◆ Required work: Copy the lines from the line with "Your task is to identify the tile" up to and including the line with "[384,84,507,125]", substituting "pendant lamp" for "ceiling fan" and keeping everything else unchanged.

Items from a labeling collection

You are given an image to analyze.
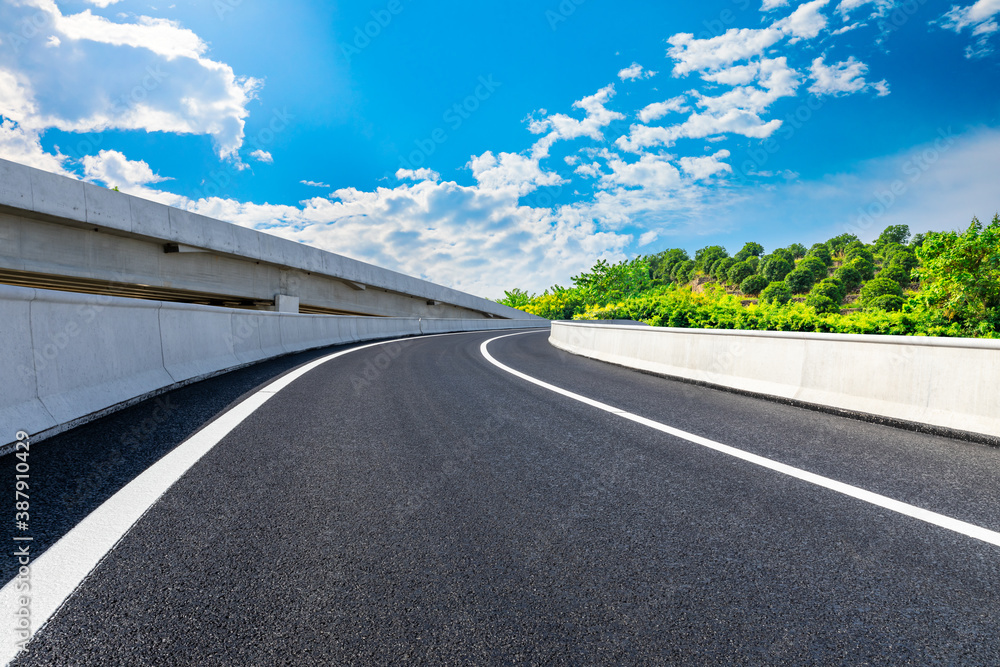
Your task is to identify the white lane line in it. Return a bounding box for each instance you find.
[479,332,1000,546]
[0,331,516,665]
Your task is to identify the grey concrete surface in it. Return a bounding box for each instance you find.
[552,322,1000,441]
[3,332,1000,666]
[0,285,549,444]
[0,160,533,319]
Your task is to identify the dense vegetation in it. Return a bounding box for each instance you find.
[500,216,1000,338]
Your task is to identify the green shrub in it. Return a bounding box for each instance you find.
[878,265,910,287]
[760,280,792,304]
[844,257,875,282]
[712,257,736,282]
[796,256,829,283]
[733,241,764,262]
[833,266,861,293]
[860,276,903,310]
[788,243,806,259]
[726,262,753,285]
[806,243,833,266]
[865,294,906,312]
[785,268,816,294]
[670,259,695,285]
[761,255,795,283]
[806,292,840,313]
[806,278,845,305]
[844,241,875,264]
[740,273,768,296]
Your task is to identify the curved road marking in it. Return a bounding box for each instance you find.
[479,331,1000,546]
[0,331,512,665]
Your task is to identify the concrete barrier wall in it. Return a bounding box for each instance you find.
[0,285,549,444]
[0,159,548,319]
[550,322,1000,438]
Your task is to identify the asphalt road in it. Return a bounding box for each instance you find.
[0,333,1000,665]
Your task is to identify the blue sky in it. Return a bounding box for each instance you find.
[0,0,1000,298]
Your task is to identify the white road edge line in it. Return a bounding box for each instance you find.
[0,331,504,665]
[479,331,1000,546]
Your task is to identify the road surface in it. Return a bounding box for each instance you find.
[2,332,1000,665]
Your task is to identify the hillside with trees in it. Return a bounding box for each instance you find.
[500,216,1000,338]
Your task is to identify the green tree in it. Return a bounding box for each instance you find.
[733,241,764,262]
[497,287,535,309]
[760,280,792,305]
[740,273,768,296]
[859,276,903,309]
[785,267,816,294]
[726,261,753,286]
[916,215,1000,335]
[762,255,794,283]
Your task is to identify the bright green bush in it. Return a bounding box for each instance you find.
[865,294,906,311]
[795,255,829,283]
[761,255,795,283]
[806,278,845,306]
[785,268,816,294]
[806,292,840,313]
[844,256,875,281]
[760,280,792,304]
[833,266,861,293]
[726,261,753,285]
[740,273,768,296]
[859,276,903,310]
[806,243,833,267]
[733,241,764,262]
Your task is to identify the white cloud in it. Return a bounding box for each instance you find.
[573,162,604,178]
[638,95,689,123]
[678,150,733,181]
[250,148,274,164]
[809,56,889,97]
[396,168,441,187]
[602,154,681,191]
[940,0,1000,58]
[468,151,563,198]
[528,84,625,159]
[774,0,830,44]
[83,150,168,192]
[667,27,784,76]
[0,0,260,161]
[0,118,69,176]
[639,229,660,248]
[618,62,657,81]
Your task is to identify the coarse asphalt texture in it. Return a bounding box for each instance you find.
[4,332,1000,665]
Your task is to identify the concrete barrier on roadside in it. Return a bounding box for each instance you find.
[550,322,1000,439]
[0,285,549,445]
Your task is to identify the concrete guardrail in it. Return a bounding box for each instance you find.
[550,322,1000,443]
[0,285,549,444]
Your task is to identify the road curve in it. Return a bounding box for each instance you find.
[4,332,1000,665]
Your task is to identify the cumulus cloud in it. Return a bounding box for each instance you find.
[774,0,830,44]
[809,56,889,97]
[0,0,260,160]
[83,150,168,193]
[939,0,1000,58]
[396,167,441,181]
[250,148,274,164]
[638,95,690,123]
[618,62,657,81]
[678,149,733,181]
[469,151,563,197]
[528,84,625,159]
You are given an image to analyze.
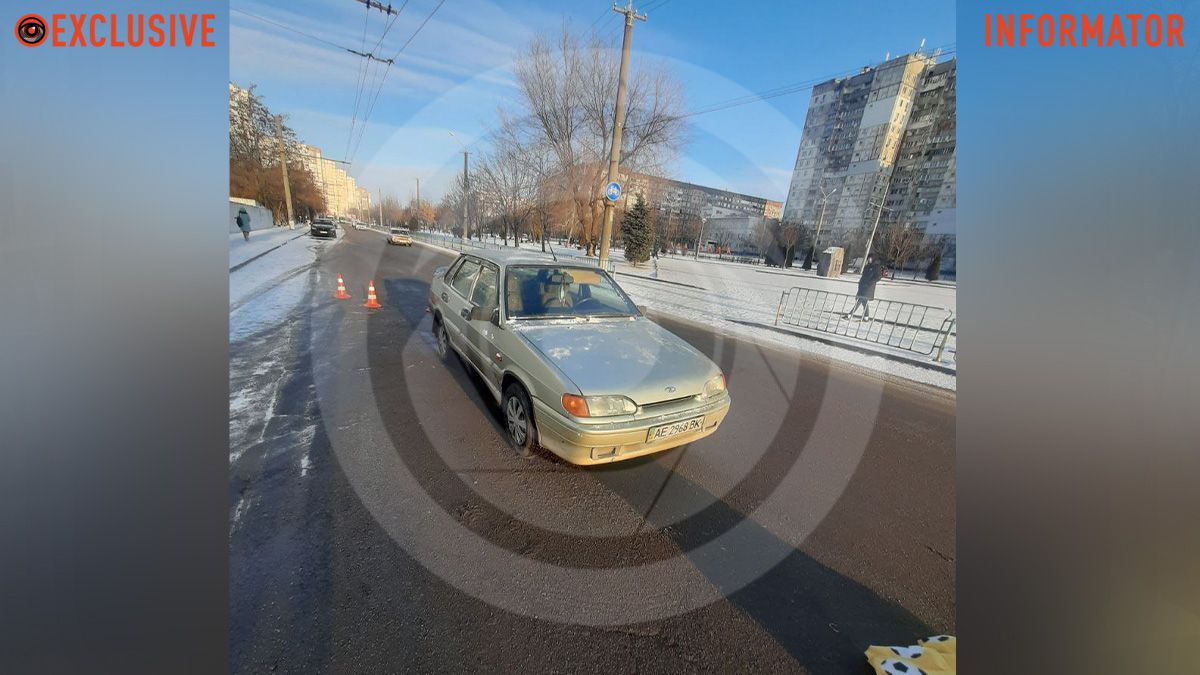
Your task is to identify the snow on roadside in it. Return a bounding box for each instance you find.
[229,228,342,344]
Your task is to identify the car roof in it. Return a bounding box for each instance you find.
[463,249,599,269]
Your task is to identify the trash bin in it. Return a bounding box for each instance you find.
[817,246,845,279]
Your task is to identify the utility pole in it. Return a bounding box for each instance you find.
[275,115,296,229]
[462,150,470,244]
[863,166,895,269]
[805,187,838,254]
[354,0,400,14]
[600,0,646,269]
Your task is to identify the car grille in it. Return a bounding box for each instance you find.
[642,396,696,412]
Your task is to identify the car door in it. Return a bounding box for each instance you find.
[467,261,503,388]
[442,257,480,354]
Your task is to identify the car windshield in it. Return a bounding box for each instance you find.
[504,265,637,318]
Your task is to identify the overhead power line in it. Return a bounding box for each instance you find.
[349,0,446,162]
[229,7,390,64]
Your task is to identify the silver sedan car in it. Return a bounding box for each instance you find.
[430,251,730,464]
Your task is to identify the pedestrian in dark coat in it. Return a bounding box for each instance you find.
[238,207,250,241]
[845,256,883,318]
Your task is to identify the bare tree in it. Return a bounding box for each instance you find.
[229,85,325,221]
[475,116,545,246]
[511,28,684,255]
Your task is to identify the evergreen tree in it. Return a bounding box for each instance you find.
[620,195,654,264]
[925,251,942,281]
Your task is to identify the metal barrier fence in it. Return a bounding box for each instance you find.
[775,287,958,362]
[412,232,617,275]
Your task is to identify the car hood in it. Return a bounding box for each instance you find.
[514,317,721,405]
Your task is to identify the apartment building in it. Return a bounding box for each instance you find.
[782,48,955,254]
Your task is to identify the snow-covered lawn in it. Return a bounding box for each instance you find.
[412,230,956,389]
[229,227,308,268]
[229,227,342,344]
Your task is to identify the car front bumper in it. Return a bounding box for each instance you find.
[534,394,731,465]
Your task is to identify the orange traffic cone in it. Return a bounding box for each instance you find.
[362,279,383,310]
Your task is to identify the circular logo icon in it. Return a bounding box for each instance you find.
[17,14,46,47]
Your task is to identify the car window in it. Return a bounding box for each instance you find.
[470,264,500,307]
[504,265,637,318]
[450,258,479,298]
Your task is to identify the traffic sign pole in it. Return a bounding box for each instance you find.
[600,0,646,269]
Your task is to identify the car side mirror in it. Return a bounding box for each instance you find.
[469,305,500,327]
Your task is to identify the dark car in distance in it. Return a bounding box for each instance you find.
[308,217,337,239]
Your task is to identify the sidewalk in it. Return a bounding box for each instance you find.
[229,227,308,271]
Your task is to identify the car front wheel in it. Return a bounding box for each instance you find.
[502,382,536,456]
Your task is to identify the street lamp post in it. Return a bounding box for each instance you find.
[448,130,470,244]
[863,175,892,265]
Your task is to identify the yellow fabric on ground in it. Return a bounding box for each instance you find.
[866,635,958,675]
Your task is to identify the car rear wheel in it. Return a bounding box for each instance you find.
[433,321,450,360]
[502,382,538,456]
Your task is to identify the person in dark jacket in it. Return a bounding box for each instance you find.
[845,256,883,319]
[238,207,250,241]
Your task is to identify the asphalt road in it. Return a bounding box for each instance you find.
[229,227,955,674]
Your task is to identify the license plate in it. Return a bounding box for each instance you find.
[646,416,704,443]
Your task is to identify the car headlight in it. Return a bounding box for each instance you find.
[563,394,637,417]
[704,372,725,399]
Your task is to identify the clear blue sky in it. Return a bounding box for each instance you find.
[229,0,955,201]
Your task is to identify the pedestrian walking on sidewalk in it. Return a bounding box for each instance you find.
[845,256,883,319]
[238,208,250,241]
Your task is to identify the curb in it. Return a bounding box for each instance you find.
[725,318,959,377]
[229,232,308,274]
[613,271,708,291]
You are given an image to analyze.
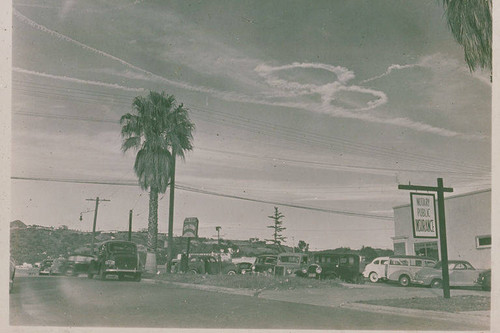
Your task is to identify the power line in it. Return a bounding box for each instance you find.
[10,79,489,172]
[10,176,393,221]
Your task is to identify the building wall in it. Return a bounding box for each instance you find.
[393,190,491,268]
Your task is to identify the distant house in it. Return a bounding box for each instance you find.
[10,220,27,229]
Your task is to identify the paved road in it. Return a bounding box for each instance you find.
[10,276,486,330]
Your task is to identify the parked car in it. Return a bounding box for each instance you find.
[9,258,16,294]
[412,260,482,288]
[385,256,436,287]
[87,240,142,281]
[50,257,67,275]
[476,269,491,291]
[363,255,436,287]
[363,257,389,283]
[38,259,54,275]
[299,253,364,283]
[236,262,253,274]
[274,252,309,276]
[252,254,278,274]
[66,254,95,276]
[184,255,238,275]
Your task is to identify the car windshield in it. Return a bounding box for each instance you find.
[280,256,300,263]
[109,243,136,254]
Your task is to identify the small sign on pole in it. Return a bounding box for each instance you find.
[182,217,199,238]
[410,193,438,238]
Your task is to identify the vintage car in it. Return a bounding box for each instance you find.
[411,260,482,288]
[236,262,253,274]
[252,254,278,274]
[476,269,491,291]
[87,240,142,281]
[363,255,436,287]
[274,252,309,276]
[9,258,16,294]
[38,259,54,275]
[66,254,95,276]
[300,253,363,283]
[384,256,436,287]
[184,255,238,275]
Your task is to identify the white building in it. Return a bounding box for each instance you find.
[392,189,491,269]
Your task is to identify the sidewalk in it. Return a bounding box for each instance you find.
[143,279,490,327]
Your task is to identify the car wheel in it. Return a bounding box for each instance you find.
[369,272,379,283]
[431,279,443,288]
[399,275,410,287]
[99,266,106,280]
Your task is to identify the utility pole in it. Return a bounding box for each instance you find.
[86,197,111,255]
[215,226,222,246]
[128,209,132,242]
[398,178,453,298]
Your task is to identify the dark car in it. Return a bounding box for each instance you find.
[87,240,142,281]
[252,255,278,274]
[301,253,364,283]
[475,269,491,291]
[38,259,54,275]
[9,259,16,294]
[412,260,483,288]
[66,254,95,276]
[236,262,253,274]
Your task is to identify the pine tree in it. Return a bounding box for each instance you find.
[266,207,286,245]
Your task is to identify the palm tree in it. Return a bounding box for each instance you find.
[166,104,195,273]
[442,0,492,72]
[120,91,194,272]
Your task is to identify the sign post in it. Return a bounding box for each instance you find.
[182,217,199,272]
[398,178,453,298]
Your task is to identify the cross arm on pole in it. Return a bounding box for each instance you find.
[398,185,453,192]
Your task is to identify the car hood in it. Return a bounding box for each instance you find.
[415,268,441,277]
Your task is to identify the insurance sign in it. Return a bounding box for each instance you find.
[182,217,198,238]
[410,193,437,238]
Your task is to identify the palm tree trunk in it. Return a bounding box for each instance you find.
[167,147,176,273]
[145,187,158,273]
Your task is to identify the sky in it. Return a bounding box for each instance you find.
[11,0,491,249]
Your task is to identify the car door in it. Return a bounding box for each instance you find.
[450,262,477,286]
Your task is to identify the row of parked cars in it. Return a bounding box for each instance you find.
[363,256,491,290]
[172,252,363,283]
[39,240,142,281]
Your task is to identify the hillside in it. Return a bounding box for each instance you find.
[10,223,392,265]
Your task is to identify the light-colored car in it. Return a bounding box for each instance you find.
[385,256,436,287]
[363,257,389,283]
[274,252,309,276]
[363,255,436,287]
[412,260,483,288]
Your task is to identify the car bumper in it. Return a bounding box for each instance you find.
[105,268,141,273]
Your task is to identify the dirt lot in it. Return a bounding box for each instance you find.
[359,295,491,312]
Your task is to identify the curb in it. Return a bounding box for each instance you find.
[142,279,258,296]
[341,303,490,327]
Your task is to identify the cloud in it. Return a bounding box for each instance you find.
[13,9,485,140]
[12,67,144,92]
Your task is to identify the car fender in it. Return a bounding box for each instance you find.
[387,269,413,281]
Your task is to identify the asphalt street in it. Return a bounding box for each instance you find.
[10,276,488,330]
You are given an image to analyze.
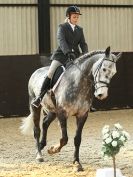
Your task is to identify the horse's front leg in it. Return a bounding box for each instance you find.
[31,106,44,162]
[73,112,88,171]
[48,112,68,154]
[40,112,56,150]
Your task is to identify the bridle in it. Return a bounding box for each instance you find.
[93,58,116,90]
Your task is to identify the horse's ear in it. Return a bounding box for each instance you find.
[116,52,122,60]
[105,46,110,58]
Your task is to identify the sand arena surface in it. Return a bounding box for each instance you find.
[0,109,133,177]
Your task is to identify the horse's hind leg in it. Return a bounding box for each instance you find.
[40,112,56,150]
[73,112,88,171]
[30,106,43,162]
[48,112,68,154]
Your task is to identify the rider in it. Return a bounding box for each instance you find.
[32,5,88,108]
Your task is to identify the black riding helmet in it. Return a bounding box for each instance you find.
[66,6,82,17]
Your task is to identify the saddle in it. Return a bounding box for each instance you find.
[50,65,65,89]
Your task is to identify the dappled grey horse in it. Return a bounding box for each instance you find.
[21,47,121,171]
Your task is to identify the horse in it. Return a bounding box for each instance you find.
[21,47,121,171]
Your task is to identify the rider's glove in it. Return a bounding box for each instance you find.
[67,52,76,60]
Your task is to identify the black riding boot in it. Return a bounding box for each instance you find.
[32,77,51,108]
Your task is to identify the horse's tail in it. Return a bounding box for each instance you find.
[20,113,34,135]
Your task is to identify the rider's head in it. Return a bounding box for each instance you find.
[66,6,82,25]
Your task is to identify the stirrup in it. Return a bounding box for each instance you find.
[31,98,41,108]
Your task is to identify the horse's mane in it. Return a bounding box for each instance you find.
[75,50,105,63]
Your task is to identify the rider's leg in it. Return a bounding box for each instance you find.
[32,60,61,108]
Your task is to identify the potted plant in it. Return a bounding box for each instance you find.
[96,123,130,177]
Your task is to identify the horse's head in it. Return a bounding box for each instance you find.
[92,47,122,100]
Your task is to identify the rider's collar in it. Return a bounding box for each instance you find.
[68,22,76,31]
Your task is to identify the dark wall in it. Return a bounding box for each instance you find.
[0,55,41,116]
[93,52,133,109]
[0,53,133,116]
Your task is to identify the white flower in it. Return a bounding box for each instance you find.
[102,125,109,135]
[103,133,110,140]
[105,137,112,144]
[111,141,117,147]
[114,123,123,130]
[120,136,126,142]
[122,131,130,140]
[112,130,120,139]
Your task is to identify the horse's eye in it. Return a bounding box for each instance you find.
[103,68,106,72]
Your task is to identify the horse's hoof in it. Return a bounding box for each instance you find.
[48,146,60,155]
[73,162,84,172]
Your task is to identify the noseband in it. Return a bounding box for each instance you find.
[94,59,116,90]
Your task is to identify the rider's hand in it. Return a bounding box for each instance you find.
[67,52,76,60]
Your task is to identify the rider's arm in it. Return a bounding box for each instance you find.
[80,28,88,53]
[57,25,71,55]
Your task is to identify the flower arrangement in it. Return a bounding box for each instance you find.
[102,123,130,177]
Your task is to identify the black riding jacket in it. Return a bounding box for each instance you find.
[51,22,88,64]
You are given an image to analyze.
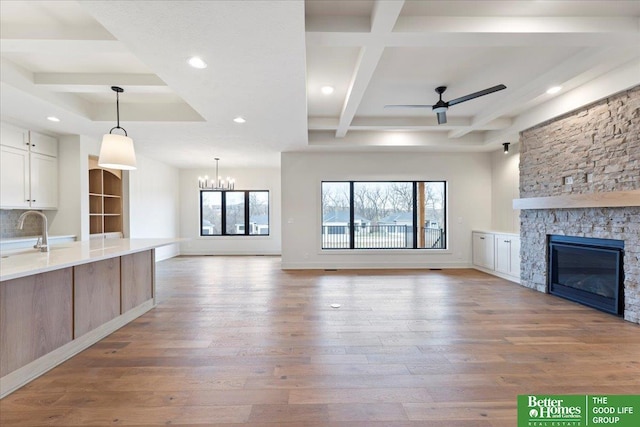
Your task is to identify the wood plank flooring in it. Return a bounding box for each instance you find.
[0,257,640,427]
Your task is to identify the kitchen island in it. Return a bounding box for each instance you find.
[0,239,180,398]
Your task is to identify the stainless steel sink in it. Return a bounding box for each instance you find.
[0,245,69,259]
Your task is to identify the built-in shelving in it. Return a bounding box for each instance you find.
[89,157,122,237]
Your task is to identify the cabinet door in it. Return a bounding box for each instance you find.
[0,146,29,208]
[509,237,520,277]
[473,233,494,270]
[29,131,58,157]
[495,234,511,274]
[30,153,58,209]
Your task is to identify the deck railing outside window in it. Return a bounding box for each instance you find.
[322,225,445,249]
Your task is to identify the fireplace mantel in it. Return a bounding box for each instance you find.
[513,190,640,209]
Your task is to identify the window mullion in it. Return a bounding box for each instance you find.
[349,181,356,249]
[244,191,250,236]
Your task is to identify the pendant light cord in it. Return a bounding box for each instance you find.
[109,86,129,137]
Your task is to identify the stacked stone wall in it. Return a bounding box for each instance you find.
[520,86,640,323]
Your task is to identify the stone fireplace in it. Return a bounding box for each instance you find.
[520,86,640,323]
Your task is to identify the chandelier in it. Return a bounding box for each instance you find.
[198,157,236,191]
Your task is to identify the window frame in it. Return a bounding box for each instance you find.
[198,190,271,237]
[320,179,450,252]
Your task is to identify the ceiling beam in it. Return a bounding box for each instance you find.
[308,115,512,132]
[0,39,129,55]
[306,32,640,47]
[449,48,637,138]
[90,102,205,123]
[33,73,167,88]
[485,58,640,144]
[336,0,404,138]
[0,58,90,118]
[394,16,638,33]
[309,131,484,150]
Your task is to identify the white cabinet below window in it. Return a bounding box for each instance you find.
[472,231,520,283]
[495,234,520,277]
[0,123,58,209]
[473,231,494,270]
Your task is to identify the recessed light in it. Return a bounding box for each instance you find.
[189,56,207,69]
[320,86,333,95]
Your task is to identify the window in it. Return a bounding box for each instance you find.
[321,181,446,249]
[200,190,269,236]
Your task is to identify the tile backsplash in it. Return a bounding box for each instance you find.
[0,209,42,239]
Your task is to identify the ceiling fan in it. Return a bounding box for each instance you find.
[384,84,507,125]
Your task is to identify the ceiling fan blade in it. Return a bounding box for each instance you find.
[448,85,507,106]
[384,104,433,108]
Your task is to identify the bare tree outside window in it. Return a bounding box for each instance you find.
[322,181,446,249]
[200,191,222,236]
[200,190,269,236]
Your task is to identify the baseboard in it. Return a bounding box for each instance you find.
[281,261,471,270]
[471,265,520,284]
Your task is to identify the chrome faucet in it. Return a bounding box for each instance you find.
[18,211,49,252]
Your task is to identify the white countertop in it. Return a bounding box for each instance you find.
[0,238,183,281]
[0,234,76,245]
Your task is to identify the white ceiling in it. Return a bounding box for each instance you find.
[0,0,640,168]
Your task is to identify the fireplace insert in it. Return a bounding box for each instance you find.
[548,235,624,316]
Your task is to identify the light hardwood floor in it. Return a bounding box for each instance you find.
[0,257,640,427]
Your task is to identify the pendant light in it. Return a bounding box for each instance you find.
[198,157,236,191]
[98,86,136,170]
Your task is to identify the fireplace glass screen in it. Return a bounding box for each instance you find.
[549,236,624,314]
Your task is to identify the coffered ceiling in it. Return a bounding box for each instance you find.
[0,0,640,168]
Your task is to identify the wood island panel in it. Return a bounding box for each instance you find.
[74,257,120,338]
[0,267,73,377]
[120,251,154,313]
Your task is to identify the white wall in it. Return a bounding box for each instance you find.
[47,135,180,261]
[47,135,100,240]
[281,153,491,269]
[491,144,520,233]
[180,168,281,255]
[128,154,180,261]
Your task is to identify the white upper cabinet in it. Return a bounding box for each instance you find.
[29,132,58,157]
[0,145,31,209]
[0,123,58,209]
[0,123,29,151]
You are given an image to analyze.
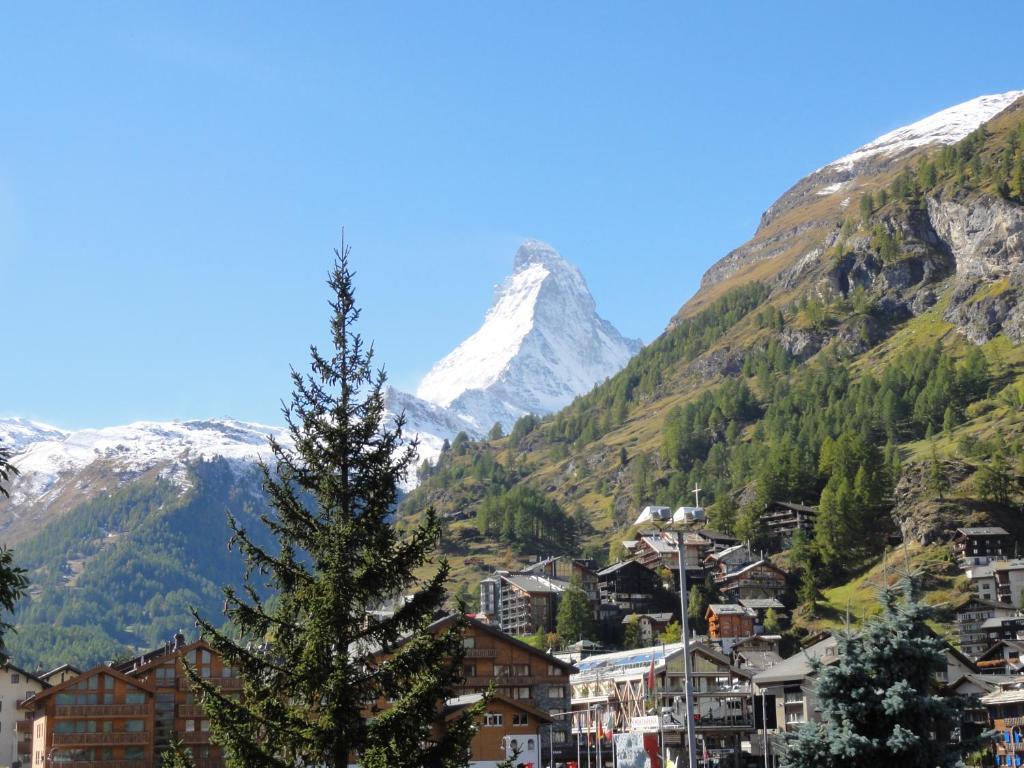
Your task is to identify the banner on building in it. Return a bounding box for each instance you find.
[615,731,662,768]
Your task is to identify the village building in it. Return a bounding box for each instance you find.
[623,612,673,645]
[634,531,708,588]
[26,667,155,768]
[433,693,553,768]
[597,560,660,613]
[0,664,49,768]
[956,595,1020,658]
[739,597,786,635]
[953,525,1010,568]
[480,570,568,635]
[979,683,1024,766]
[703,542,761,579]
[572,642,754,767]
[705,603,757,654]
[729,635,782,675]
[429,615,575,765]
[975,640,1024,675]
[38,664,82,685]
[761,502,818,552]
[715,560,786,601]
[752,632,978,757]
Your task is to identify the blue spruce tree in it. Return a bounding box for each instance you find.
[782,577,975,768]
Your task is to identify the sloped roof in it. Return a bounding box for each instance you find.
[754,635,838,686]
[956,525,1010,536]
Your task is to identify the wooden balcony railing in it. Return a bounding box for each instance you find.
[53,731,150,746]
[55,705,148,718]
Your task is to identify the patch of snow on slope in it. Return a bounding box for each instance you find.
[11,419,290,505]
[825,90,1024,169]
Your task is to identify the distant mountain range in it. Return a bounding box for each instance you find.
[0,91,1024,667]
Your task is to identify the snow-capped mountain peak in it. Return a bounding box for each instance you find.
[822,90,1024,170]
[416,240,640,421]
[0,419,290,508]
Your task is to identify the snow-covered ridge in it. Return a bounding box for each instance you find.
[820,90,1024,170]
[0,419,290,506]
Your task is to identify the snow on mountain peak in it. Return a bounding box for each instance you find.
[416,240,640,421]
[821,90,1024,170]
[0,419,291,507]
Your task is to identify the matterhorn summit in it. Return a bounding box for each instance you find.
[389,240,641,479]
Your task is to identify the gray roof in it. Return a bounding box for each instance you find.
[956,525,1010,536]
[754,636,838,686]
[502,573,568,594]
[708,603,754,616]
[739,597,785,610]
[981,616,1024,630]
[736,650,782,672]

◆ Response below:
Your task is to identify the tile backsplash in it. Return a bounding box for each instance you find.
[0,209,42,239]
Your task is to identify the pendant lamp in it. Return a bounding box for each instance you find.
[384,84,507,125]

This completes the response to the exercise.